▶ Dataset entries:
◆ ◆ ◆

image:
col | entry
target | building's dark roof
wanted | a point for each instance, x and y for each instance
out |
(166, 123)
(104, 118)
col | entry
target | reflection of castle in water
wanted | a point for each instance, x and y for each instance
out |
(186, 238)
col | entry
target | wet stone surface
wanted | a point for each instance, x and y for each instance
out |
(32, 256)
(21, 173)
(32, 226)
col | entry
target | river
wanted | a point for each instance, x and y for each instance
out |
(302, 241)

◆ ◆ ◆

▶ Exercise:
A verbatim copy of every entry is needed.

▶ Answer below:
image:
col | entry
target | building's dark roof
wanted | a point for each instance, x and y for each instance
out |
(166, 123)
(104, 118)
col | entry
target | reflection of castle in water
wanted | a point for each instance, x and y for each instance
out |
(186, 238)
col | entry
target | wet stone surface
wanted | a point for each instance, x and y for each instance
out |
(32, 256)
(21, 173)
(32, 226)
col | entry
target | river
wanted | a point for each instance, x and y for each instance
out |
(302, 241)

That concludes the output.